| Work to complete |
Produce an exact copy of the lines from the line containing "One marker serves each instance of the hillside." through the last line of the entries below, and only those lines.
-- begin Material shown --
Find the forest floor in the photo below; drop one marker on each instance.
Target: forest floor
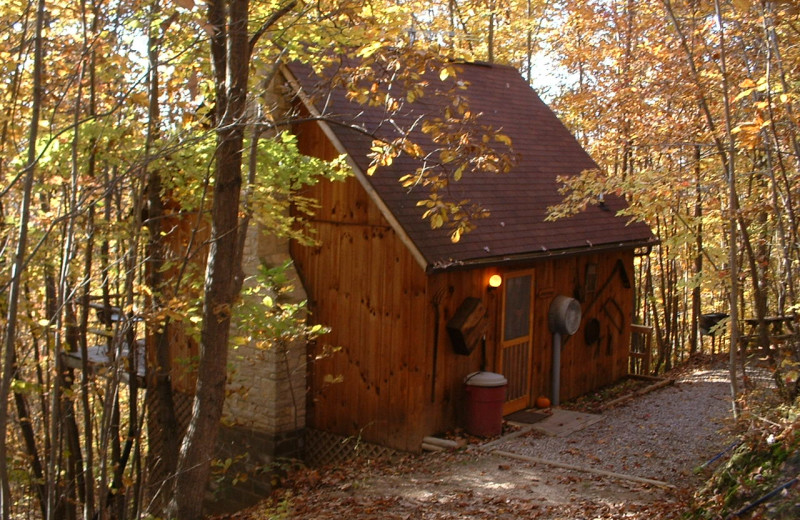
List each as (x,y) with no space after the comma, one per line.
(639,461)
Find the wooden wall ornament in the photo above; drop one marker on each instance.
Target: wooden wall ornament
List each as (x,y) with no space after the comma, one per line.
(467,326)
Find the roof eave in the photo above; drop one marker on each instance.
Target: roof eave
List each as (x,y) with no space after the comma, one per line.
(359,174)
(510,260)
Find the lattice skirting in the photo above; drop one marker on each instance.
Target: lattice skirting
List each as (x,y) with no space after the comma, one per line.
(323,448)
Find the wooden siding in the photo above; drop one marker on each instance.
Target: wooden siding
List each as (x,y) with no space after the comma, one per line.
(387,372)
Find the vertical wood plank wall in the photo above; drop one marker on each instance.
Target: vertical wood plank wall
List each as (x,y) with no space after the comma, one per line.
(373,376)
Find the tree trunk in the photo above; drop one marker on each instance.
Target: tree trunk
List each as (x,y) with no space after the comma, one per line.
(230,56)
(19,262)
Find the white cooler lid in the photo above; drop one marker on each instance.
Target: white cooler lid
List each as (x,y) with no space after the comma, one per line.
(485,379)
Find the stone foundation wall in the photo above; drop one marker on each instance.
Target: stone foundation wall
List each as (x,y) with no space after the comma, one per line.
(267,386)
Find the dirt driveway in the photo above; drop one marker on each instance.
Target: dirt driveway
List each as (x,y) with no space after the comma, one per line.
(662,436)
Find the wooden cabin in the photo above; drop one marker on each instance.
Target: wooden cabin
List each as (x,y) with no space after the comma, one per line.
(388,285)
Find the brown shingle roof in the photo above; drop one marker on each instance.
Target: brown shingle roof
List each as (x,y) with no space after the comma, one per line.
(517,201)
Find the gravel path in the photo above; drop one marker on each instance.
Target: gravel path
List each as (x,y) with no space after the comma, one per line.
(662,435)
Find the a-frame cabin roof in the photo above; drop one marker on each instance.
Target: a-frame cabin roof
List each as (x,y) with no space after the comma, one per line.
(517,201)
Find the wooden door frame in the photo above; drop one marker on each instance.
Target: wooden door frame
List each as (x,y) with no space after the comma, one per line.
(522,402)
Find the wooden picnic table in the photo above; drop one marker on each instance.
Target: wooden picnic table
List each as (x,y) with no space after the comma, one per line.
(776,323)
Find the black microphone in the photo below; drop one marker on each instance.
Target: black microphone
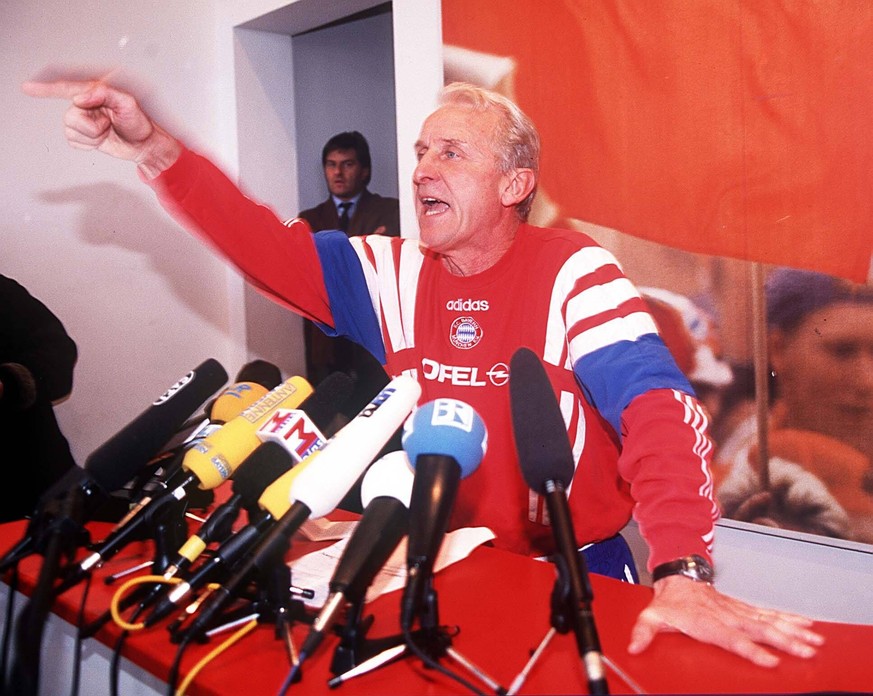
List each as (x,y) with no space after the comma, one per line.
(385,495)
(286,443)
(445,440)
(118,460)
(261,468)
(321,484)
(205,465)
(17,387)
(253,381)
(546,461)
(299,436)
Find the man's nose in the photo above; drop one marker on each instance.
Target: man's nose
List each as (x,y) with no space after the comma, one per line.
(424,170)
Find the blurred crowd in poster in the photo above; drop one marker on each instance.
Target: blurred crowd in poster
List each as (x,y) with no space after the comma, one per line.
(721,150)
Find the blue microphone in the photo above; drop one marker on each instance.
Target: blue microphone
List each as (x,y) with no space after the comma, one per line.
(445,440)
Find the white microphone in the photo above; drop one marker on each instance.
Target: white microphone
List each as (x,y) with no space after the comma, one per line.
(385,493)
(321,485)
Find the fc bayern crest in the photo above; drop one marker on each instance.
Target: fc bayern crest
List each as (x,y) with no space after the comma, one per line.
(465,333)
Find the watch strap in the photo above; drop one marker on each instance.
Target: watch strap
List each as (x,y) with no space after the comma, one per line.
(694,567)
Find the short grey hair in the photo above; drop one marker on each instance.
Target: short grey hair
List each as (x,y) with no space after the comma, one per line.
(517,139)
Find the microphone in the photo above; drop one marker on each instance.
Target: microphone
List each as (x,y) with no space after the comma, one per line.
(385,494)
(115,462)
(321,484)
(275,500)
(207,464)
(445,440)
(299,431)
(253,381)
(260,469)
(546,461)
(17,387)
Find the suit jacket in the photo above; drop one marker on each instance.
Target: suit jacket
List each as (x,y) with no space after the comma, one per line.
(371,213)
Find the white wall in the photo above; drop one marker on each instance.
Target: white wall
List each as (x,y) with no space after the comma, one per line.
(144,302)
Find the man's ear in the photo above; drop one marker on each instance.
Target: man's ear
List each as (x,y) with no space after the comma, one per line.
(519,183)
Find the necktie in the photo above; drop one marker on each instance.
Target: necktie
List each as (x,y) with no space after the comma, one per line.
(344,216)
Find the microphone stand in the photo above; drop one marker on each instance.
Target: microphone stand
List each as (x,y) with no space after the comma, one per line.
(64,536)
(430,642)
(564,614)
(276,600)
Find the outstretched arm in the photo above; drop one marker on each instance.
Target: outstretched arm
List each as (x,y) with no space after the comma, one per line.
(105,118)
(700,611)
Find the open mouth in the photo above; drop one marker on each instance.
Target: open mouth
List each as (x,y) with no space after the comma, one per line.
(433,206)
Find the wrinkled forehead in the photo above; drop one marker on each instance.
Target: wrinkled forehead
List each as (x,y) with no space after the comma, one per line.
(461,123)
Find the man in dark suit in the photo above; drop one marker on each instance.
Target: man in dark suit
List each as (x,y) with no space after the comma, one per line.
(346,161)
(352,208)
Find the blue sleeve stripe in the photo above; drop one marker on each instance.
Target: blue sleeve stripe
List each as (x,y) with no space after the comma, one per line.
(615,375)
(347,292)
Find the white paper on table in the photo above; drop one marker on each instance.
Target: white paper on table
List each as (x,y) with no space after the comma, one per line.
(314,570)
(321,529)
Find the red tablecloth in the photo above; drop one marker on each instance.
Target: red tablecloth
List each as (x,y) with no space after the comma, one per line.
(500,603)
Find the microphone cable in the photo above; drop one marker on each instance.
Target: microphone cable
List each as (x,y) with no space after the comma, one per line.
(241,633)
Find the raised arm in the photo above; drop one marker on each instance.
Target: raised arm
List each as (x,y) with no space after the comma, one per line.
(105,118)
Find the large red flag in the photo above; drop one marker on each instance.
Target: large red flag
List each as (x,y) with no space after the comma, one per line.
(726,127)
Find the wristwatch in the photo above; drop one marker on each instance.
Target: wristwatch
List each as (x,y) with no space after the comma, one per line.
(695,567)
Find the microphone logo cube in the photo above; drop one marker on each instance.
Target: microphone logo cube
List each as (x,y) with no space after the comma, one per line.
(294,430)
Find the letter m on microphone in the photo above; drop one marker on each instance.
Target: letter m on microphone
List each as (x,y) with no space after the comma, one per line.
(294,430)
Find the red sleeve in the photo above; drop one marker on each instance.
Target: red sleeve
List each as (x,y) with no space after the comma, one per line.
(666,457)
(279,260)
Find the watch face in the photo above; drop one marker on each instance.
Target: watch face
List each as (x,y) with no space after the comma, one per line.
(694,567)
(697,568)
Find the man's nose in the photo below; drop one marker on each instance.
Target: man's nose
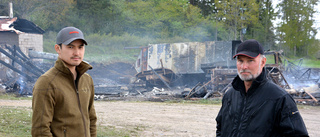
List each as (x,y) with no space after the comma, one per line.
(244,65)
(76,51)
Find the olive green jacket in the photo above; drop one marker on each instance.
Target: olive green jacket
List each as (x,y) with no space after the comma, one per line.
(62,109)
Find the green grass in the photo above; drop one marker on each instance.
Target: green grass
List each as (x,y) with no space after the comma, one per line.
(311,63)
(15,122)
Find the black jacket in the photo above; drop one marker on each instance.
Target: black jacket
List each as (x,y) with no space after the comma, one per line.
(266,110)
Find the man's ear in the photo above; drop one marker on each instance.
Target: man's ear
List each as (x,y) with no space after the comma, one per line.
(57,48)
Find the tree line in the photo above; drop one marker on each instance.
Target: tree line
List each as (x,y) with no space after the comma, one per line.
(125,23)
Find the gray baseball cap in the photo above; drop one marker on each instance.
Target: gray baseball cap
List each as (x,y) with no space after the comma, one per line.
(69,34)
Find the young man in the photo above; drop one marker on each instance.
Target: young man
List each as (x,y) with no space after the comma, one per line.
(63,97)
(255,106)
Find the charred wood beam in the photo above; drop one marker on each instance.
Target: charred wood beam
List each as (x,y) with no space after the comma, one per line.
(160,78)
(43,55)
(20,63)
(16,70)
(25,59)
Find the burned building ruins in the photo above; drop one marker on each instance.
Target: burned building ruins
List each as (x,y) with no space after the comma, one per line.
(18,37)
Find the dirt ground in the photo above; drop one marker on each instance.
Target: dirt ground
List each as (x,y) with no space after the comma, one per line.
(168,119)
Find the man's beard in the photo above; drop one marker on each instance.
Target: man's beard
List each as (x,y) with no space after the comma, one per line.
(250,77)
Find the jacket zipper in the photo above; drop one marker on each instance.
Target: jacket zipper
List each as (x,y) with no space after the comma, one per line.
(79,104)
(242,116)
(65,132)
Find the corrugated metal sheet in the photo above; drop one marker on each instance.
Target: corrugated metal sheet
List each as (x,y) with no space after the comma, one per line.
(186,58)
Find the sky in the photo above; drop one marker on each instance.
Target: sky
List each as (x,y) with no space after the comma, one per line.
(316,17)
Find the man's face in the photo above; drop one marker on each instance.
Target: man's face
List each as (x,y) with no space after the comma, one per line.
(71,54)
(250,68)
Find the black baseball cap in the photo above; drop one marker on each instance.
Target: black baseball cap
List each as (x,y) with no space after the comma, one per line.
(69,34)
(250,48)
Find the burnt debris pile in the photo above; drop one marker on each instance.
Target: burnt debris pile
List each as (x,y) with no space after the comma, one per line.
(161,72)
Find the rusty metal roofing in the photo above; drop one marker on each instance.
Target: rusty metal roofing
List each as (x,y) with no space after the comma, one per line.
(5,25)
(19,26)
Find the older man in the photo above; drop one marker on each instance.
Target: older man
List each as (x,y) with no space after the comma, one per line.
(255,106)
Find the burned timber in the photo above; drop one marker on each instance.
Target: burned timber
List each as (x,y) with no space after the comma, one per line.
(177,70)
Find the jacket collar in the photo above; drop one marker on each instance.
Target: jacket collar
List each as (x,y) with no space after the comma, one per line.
(81,68)
(238,84)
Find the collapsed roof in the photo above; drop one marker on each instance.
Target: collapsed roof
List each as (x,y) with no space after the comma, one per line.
(18,26)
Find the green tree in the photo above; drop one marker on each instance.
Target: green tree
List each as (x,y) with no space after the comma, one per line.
(48,14)
(237,15)
(263,30)
(295,30)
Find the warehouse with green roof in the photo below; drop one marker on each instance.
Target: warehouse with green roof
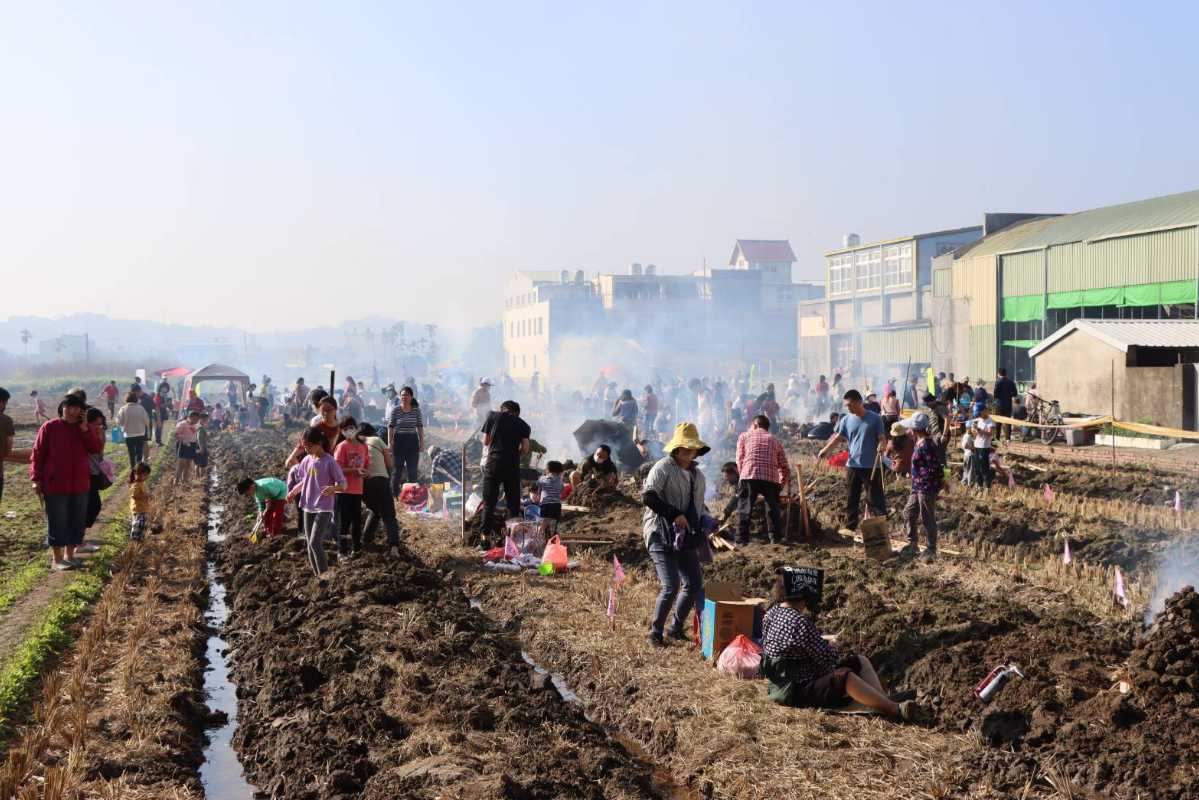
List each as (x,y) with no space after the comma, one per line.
(999,296)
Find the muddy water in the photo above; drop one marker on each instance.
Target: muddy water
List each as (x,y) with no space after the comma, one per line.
(221,773)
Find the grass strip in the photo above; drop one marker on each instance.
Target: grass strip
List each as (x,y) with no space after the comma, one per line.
(52,635)
(20,582)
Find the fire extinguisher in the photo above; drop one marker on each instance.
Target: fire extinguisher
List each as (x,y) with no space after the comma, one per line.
(995,680)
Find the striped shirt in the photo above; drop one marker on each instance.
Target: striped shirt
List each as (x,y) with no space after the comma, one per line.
(405,421)
(550,488)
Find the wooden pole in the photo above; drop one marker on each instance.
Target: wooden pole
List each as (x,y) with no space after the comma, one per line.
(803,501)
(1113,426)
(464,494)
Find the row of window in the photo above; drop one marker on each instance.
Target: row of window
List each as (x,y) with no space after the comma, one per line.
(520,300)
(526,328)
(871,269)
(522,361)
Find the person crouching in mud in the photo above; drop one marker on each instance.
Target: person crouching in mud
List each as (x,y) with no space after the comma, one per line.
(803,669)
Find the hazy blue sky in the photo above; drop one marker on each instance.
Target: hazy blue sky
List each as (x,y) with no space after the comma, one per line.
(267,164)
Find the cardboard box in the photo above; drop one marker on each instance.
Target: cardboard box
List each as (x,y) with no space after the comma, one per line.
(875,539)
(727,613)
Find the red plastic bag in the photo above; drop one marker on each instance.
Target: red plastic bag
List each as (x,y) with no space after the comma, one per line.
(555,554)
(414,494)
(741,657)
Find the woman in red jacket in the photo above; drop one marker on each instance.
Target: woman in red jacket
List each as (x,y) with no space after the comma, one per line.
(60,473)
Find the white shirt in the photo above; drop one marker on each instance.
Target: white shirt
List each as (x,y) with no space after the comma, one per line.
(983,432)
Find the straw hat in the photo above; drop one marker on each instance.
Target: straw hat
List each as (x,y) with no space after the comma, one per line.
(686,435)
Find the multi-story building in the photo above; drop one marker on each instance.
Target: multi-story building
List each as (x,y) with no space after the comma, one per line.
(875,307)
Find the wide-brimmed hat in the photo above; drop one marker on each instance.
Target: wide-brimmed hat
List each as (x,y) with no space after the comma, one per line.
(686,435)
(916,422)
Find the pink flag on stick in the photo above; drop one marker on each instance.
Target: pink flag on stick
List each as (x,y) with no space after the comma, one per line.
(1119,590)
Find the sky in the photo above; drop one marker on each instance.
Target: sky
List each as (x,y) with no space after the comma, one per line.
(275,164)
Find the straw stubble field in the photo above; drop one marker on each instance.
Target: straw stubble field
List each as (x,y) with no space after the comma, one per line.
(387,683)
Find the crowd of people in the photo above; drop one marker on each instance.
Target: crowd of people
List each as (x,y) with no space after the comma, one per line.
(360,451)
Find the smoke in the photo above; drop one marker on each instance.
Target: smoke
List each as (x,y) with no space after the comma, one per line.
(1176,566)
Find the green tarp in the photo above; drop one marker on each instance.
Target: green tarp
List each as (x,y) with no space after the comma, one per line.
(1178,292)
(1065,300)
(1024,308)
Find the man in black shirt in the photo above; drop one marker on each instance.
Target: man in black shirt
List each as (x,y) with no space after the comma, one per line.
(506,438)
(1005,392)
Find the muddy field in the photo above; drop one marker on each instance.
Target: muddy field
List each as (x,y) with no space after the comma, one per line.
(414,675)
(386,683)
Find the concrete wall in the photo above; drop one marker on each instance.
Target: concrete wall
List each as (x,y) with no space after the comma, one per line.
(1077,372)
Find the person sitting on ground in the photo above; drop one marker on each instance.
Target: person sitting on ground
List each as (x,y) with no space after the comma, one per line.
(271,497)
(821,431)
(898,450)
(597,465)
(803,669)
(550,486)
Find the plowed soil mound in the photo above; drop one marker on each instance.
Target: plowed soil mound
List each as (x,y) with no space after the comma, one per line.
(386,684)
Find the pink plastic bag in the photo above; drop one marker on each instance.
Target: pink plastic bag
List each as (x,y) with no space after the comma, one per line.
(555,554)
(741,657)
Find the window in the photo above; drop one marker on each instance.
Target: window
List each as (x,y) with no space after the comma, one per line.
(891,265)
(868,264)
(905,265)
(841,274)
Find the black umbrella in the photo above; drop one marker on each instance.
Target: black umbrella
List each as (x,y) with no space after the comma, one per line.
(594,433)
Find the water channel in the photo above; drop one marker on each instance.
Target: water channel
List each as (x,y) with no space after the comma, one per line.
(221,774)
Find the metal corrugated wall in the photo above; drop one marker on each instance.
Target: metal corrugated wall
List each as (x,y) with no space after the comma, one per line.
(897,346)
(1127,260)
(1067,268)
(943,282)
(982,352)
(1023,274)
(975,280)
(1148,258)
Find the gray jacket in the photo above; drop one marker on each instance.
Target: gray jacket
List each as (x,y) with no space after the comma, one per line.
(670,483)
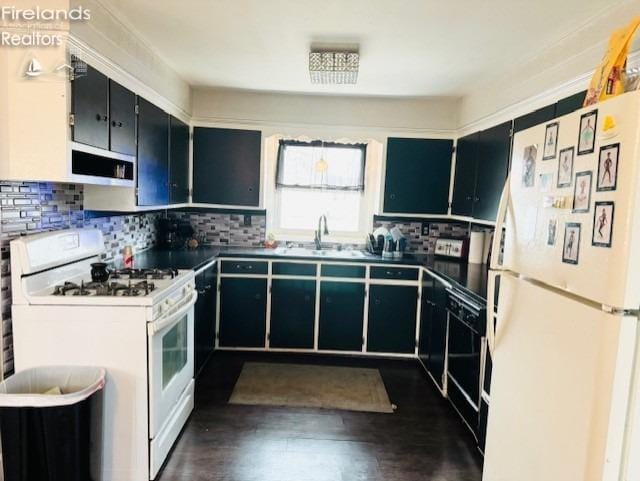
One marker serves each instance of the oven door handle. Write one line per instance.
(164, 321)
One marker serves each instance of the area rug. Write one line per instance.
(299, 385)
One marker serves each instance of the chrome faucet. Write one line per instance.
(318, 234)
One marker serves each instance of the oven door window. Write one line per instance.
(174, 351)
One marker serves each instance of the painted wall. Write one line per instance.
(113, 38)
(369, 116)
(557, 71)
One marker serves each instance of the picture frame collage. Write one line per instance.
(604, 175)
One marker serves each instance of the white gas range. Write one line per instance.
(138, 325)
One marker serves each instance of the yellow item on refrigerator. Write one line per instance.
(607, 79)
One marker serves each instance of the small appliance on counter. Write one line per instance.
(452, 248)
(390, 244)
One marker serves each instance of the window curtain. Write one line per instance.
(321, 165)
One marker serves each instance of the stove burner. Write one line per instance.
(113, 289)
(144, 274)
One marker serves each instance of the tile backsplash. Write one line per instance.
(217, 228)
(421, 235)
(32, 207)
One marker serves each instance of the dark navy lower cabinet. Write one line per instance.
(205, 316)
(341, 316)
(243, 308)
(392, 319)
(433, 328)
(293, 307)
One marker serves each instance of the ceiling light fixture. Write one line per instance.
(333, 67)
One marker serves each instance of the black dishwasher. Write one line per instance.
(466, 333)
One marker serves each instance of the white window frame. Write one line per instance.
(368, 204)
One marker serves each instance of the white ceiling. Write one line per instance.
(407, 47)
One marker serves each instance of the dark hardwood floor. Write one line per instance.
(423, 440)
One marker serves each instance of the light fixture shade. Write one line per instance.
(334, 67)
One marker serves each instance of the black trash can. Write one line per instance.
(46, 422)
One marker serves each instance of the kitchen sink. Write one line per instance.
(305, 252)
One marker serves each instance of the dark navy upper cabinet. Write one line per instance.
(482, 163)
(392, 319)
(243, 307)
(464, 181)
(90, 108)
(341, 316)
(293, 307)
(153, 154)
(226, 166)
(417, 176)
(122, 119)
(178, 161)
(494, 148)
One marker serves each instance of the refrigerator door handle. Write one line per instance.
(505, 198)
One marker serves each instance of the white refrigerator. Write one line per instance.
(564, 387)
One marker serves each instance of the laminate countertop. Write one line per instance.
(468, 278)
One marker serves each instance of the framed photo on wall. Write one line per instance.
(529, 165)
(608, 167)
(565, 167)
(571, 246)
(582, 192)
(550, 141)
(602, 224)
(587, 132)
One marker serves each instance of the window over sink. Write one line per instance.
(315, 178)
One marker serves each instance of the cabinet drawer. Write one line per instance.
(293, 269)
(244, 267)
(337, 270)
(402, 273)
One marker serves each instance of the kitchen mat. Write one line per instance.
(301, 385)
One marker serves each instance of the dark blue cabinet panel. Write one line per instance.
(243, 308)
(153, 154)
(464, 181)
(293, 307)
(392, 319)
(122, 119)
(417, 175)
(493, 163)
(226, 166)
(341, 316)
(205, 316)
(433, 328)
(90, 107)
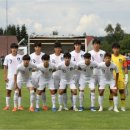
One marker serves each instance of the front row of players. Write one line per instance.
(67, 70)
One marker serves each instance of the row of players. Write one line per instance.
(58, 70)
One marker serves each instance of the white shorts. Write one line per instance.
(63, 85)
(10, 84)
(83, 84)
(111, 83)
(28, 84)
(49, 84)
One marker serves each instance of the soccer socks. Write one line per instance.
(92, 99)
(81, 96)
(43, 95)
(37, 100)
(65, 99)
(53, 98)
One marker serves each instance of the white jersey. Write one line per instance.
(107, 71)
(46, 73)
(97, 57)
(24, 73)
(12, 62)
(77, 57)
(67, 72)
(86, 71)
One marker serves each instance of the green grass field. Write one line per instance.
(61, 120)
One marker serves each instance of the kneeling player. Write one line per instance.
(23, 76)
(45, 79)
(107, 78)
(67, 78)
(86, 77)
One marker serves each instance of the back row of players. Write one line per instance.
(58, 71)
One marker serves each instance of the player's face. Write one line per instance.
(14, 50)
(67, 61)
(87, 60)
(46, 63)
(26, 63)
(77, 47)
(57, 50)
(116, 51)
(96, 46)
(37, 49)
(107, 60)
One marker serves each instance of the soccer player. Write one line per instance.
(67, 78)
(97, 55)
(121, 64)
(107, 68)
(56, 59)
(86, 68)
(23, 76)
(10, 64)
(36, 59)
(45, 79)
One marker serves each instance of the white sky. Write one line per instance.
(66, 16)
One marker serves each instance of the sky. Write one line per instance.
(66, 16)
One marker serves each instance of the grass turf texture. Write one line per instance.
(61, 120)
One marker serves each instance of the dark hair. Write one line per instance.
(26, 57)
(96, 41)
(107, 54)
(14, 45)
(77, 42)
(57, 44)
(87, 55)
(37, 44)
(115, 45)
(45, 57)
(67, 55)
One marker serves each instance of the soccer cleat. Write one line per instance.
(93, 109)
(66, 109)
(54, 109)
(31, 109)
(60, 108)
(123, 109)
(45, 108)
(14, 109)
(100, 109)
(110, 108)
(75, 109)
(81, 108)
(20, 108)
(6, 108)
(37, 109)
(116, 110)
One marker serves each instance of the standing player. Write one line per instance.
(86, 68)
(67, 78)
(10, 64)
(56, 59)
(45, 80)
(23, 76)
(121, 64)
(36, 59)
(107, 78)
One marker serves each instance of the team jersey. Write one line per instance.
(67, 72)
(120, 62)
(77, 57)
(12, 62)
(56, 59)
(24, 73)
(36, 59)
(86, 71)
(97, 57)
(46, 73)
(107, 71)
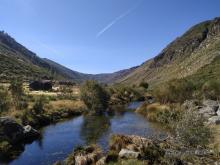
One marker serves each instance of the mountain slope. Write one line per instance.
(18, 61)
(185, 56)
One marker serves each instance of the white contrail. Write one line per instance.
(121, 16)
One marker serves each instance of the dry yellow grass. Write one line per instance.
(217, 136)
(65, 104)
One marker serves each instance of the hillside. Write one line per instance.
(18, 61)
(185, 56)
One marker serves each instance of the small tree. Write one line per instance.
(94, 96)
(192, 131)
(38, 107)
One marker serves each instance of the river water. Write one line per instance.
(60, 139)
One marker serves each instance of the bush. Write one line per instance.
(16, 87)
(5, 101)
(211, 89)
(94, 96)
(166, 115)
(144, 85)
(191, 131)
(38, 107)
(121, 95)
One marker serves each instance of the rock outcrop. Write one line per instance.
(14, 133)
(210, 109)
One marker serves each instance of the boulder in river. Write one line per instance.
(84, 156)
(30, 133)
(129, 154)
(13, 132)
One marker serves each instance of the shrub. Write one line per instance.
(175, 91)
(38, 107)
(211, 89)
(166, 115)
(123, 94)
(192, 131)
(16, 87)
(144, 85)
(5, 101)
(94, 96)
-- end Material shown --
| Exercise output |
One marker serves each instance of the hillside. Write one line per instance.
(18, 61)
(185, 56)
One marker serves each instance of the small tree. Write one line per instance.
(94, 96)
(192, 131)
(38, 107)
One marker serves each instance of the river water. Write one line per instance.
(60, 139)
One marker serves each instance of the bush. Write one line per instance.
(16, 87)
(5, 101)
(211, 89)
(94, 96)
(166, 115)
(144, 85)
(191, 131)
(38, 107)
(121, 95)
One marker serves each instance of the rock outcrop. Write one line per instance.
(14, 133)
(210, 109)
One marker serves each instance of the boulder in river. Write one line per instance.
(84, 156)
(30, 133)
(129, 154)
(13, 132)
One marker serves each instance of the shrub. Write one line per instance.
(175, 91)
(38, 107)
(211, 89)
(166, 115)
(123, 94)
(192, 131)
(16, 87)
(144, 85)
(5, 101)
(94, 96)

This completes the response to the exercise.